Excerto do acórdão -
- - - - -
Acórdão nº 433/04.3BELSB de Tribunal Central Administrativo Sul, 10 de Março de 2022

Magistrado ResponsávelPATRÍCIA MANUEL PIRES
Data da Resolução10 de Março de 2022
EmissorTribunal Central Administrativo Sul

I-RELATÓRIO B…, SA (doravante B…, ou Recorrente), e o DIGNO REPRESENTANTE DA FAZENDA PÚBLICA (doravante DRFP ou Recorrente), interpuseram recurso da sentença proferida pelo Tribunal Tributário de Lisboa, a qual julgou parcialmente procedente a impugnação deduzida contra a liquidação de Imposto sobre o Rendimento das Pessoas Coletivas (IRC), respeitante ao exercício de 1998, no valor de €324.651,64.

*** A Recorrente B… termina as suas alegações de recurso formulando as seguintes conclusões: “ A. O presente recurso vem interposto da sentença proferida pelo Tribunal Tributário de Lisboa que julgou parcialmente improcedente a impugnação apresentada contra a liquidação adicional de IRC, derrama e juros compensatórios relativa ao exercício de 1998, no montante global de €324.651,64.

B. O Recorrente considera que a sentença recorrida padece de erro de julgamento, discordando do enquadramento jurídico resultante da valoração que dos factos provados foi efectuada e, bem assim, da decisão perfilhada pelo Tribunal a quo.

C. O Relatório Final da Inspecção Tributária não contém os elementos necessários previstos no artigo 62.° do RCPIT, omitindo a menção às datas do início e fim dos actos de inspecção, como lhe é imposto expressamente pelo artigo 62.º, n.º 2, alínea c) do RCPIT e falhando em proceder igualmente à descrição dos motivos que deram origem ao procedimento de inspecção, limitando-se a indicar o número da Nota de Serviço que supostamente a motivou.

D. A AT não justificou, em momento algum do procedimento de inspecção ou ao longo do presente processo, os seus juízos sobre a dedutibilidade dos juros suportados pela Recorrente ou os fundamentos em que se baseou para acrescer ao lucro tributável declarado em 1998 “juros eventuais” devidos, designadamente, com que bases factual e jurídica seria admissível realizar semelhante correcção.

E. Carecendo a notificação das conclusões resultante da inspecção tributária de fundamentação factual suficiente, clara e expressa, os actos tributários que a incorporaram igualmente se encontram não fundamentados, pelo que violaram o disposto nos artigos 268.°, n.° 3 da CRP e 77.“ da LGT.

F. Da matéria assente na sentença recorrida resulta provado que: a) «[d]urante o ano de 1998, a Recorrente adquiriu o capital social das empresas «F… e E…», tendo adquirido também, em simultâneo, os saldos de dívidas que aquelas empresas tinham registado para com o anterior detentor dos respectivos capitais sociais» - cfr. ponto 11 dos factos dados como provados (sublinhado da Recorrente, cit.); b) «[o]s saldos referidos no ponto anterior consubstanciavam empréstimos accionistas, e se deviam a razões comerciais decorrentes da maior dificuldade de recurso daquelas sociedades – F… e E… - ao crédito externo, pelo que consubstanciaram um acto de boa gestão de tesouraria» - cfr. ponto 12 dos factos dados como provados (cit.).
- - - - -
Registos de dados -
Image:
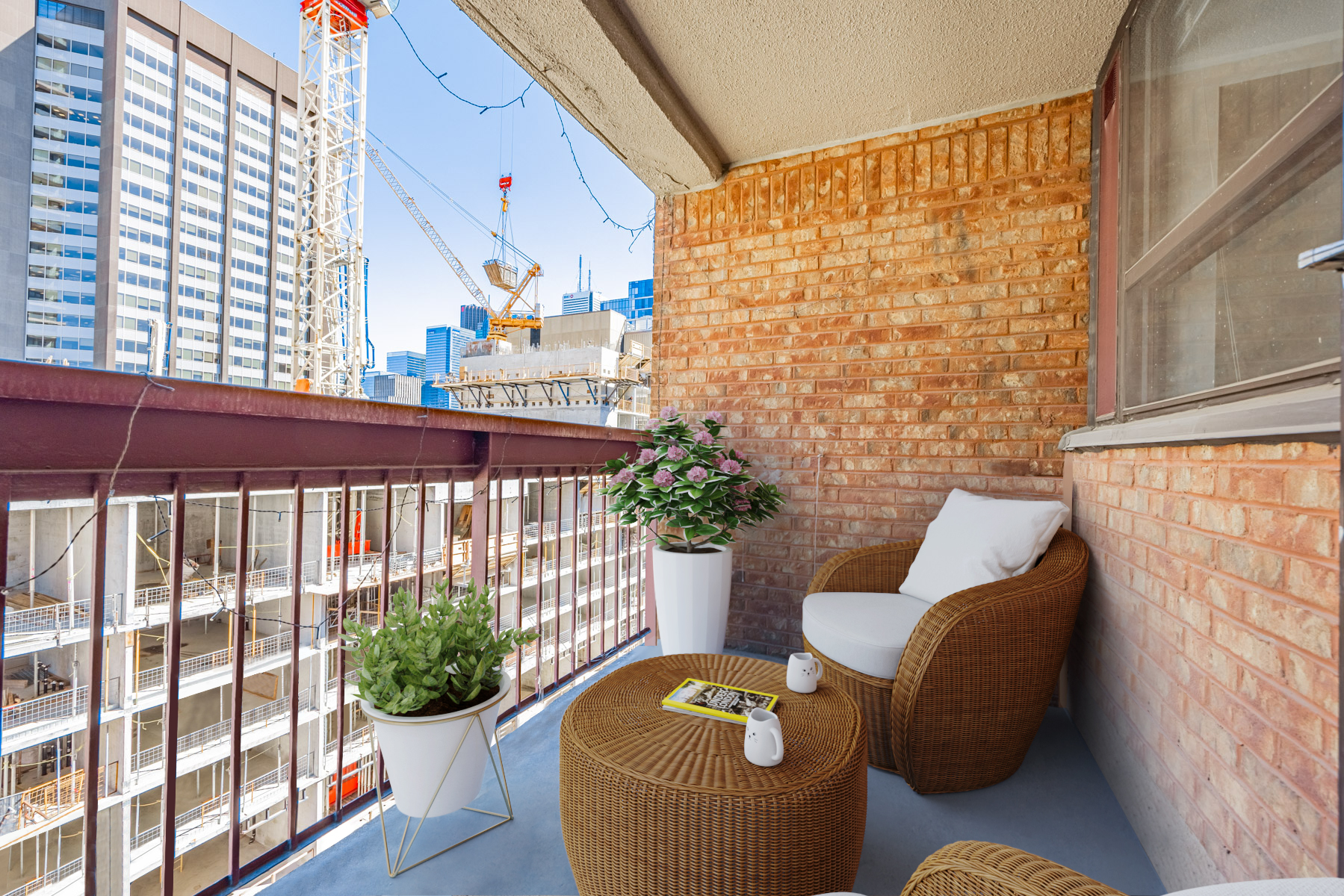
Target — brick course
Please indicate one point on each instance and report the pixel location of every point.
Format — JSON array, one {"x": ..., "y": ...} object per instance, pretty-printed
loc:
[
  {"x": 1210, "y": 638},
  {"x": 911, "y": 307}
]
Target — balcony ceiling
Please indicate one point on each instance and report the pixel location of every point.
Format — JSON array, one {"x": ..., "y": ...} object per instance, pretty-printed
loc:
[{"x": 684, "y": 89}]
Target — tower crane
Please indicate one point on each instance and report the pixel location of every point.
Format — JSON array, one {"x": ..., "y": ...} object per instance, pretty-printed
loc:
[{"x": 516, "y": 312}]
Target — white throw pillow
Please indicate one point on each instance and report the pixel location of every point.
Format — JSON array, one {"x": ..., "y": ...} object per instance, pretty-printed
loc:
[{"x": 977, "y": 541}]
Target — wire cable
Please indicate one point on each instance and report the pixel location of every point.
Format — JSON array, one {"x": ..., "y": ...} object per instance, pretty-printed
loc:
[
  {"x": 481, "y": 108},
  {"x": 607, "y": 217}
]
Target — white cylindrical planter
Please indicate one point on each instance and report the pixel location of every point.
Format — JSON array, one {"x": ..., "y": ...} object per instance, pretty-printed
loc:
[
  {"x": 418, "y": 750},
  {"x": 691, "y": 593}
]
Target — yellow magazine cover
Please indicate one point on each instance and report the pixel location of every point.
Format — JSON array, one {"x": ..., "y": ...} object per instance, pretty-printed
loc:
[{"x": 696, "y": 697}]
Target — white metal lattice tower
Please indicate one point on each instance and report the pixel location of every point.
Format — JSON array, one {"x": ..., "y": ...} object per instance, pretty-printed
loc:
[{"x": 332, "y": 101}]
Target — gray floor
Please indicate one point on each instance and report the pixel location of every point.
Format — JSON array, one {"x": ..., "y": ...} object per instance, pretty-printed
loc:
[{"x": 1058, "y": 805}]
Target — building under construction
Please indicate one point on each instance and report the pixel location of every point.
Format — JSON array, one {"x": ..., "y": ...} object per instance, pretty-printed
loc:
[{"x": 586, "y": 368}]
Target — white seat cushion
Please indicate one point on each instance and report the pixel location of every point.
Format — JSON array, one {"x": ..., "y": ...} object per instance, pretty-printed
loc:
[
  {"x": 1278, "y": 887},
  {"x": 862, "y": 630},
  {"x": 976, "y": 541}
]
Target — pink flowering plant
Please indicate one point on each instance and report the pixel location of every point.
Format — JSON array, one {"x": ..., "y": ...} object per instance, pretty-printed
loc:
[{"x": 684, "y": 481}]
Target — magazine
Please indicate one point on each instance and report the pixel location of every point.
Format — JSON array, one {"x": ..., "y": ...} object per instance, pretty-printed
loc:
[{"x": 696, "y": 697}]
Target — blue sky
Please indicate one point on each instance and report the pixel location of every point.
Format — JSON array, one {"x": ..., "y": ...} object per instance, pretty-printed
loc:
[{"x": 462, "y": 152}]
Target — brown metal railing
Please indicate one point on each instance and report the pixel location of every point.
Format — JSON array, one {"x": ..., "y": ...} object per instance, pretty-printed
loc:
[{"x": 414, "y": 485}]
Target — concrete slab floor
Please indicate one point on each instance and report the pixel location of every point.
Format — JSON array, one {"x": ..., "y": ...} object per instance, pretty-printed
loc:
[{"x": 1058, "y": 805}]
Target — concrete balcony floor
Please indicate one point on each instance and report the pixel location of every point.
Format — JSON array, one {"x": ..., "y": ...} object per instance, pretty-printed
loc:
[{"x": 1058, "y": 805}]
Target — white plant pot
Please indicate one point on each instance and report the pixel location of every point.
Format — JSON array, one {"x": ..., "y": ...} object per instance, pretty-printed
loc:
[
  {"x": 418, "y": 750},
  {"x": 691, "y": 593}
]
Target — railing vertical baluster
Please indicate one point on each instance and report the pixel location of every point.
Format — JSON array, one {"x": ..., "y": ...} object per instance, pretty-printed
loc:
[
  {"x": 385, "y": 586},
  {"x": 173, "y": 667},
  {"x": 6, "y": 491},
  {"x": 499, "y": 546},
  {"x": 560, "y": 547},
  {"x": 575, "y": 574},
  {"x": 420, "y": 541},
  {"x": 235, "y": 739},
  {"x": 602, "y": 575},
  {"x": 588, "y": 558},
  {"x": 341, "y": 595},
  {"x": 629, "y": 582},
  {"x": 481, "y": 512},
  {"x": 448, "y": 539},
  {"x": 651, "y": 598},
  {"x": 521, "y": 559},
  {"x": 294, "y": 615},
  {"x": 93, "y": 739}
]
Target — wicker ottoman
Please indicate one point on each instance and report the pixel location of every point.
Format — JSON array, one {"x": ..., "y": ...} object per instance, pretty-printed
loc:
[{"x": 662, "y": 803}]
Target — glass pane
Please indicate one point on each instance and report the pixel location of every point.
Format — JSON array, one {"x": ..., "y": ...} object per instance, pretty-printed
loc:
[
  {"x": 1207, "y": 85},
  {"x": 1245, "y": 309}
]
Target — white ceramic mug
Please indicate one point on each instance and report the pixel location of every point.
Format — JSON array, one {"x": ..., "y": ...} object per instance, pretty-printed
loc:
[
  {"x": 764, "y": 742},
  {"x": 804, "y": 672}
]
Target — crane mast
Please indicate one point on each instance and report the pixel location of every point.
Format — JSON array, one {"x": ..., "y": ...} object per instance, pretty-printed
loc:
[{"x": 332, "y": 101}]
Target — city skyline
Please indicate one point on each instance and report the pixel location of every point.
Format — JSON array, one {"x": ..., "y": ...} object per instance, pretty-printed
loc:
[{"x": 554, "y": 220}]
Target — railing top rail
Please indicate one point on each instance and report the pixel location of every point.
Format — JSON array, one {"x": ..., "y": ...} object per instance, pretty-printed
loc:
[{"x": 67, "y": 423}]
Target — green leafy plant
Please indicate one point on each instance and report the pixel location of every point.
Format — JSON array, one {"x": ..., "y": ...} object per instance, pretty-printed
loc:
[
  {"x": 430, "y": 660},
  {"x": 687, "y": 481}
]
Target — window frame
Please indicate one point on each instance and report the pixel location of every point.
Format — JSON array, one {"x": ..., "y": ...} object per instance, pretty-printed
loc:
[{"x": 1199, "y": 231}]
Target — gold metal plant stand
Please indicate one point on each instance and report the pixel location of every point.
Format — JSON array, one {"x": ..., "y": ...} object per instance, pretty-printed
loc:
[{"x": 403, "y": 848}]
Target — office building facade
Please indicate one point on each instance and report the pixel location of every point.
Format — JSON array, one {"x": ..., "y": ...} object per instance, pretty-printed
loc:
[
  {"x": 474, "y": 320},
  {"x": 159, "y": 195},
  {"x": 406, "y": 363}
]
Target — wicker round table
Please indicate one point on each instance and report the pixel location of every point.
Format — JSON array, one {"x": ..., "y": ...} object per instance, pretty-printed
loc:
[{"x": 662, "y": 803}]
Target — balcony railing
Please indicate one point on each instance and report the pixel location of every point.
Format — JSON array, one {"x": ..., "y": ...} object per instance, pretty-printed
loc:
[
  {"x": 65, "y": 872},
  {"x": 215, "y": 812},
  {"x": 222, "y": 586},
  {"x": 217, "y": 734},
  {"x": 320, "y": 467},
  {"x": 57, "y": 617},
  {"x": 253, "y": 652},
  {"x": 53, "y": 706}
]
- - - - -
Ações a realizar -
**A)** Transcreva do acórdão o trecho que começa em "C. O Relatório" e vai até "realizar semelhante correcção.", inclusive.
**B)** Continue o acórdão sobre a liquidação de IRC de 1998 a partir da última frase apresentada.
Os registos provêm de uma fonte diferente.

Resultados por tarefa -
**A)**
C. O Relatório Final da Inspecção Tributária não contém os elementos necessários previstos no artigo 62.° do RCPIT, omitindo a menção às datas do início e fim dos actos de inspecção, como lhe é imposto expressamente pelo artigo 62.º, n.º 2, alínea c) do RCPIT e falhando em proceder igualmente à descrição dos motivos que deram origem ao procedimento de inspecção, limitando-se a indicar o número da Nota de Serviço que supostamente a motivou.

D. A AT não justificou, em momento algum do procedimento de inspecção ou ao longo do presente processo, os seus juízos sobre a dedutibilidade dos juros suportados pela Recorrente ou os fundamentos em que se baseou para acrescer ao lucro tributável declarado em 1998 “juros eventuais” devidos, designadamente, com que bases factual e jurídica seria admissível realizar semelhante correcção.

**B)**
G. Foi considerado provado pelo Tribunal a quo que a ora Recorrente não efectuou quaisquer empréstimos às suas participadas no exercício de 1998. pelo que os empréstimos contraídos pela Recorrente em 1998 não podem ter servido a finalidade de as financiar.

H. À luz dos factos que deu como provados não podia o Tribunal a quo decidir, como fez, em evidente oposição com eles, aplicando jurisprudência do STA que pressupõe que a Recorrente recorreu ao crédito externo com vista ao financiamento, a custo zero, das suas participadas.

I. Extraindo dos factos considerados provados conclusões opostas ao que deles resulta, o Tribunal a quo incorre inevitavelmente em erro de julgamento, devendo a sentença recorrida ser revogada e o acto de liquidação adicional em crise, na parte recorrida, ser consequentemente anulado.

J. A dedutibilidade fiscal dos custos depende apenas de uma relação causal e justificada com a actividade produtiva da empresa, e esta indispensabilidade verifica-se sempre que as operações societárias se insiram na sua capacidade, por subsunção ao respectivo escopo societário, e em especial, desde que se conectem com a obtenção de lucro ainda que de forma indirecta ou mediata.

K. A celebração de um contrato de empréstimo - tendo ficado provado, recorde-se, que a Recorrente não canalizou os montantes obtidos por essa via para o financiamento gratuito das suas associadas - insere-se na capacidade da Recorrente e está relacionada com a gestão da sua actividade e com a obtenção de lucro, e é portanto indispensável à realização de proveitos ou ganhos e à manutenção da sua fonte produtora.

L. A Recorrente não fez mais do que contrair um empréstimo junto de entidades bancárias para financiar a sua actividade económica, e no âmbito dessa actividade — o núcleo do seu objecto social - a financiar a sua exploração de forma a que esta possa prosseguir normalmente a sua actividade económica.

M. Mesmo na hipótese de assistir razão à AT quanto aos fundamentos da correcção efectuada nunca seria possível sustentar a legalidade de uma liquidação adicional que vem «acrescer ao lucro tributável do exercício, os juros que eventualmente resultariam dos empréstimos concedidos [pela Recorrente] durante o exercício de 1998 (aplicados à taxa básica de desconto do Banco de Portugal, taxa de referência para operações de crédito no exercício de 1998)» - cfr. doc. n.° 3, junto à p.i. de impugnação.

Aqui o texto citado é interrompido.